Your instructions: Set down each of the following lines verbatim, keeping every character and line break unchanged.

-- START Task data --

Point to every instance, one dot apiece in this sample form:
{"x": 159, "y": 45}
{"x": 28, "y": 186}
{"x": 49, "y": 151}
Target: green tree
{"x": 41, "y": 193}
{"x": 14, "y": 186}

-- END Task data --

Result of this exercise:
Point to every instance, one dot apiece in this sample form:
{"x": 159, "y": 45}
{"x": 28, "y": 186}
{"x": 49, "y": 151}
Target: green tree
{"x": 41, "y": 193}
{"x": 14, "y": 186}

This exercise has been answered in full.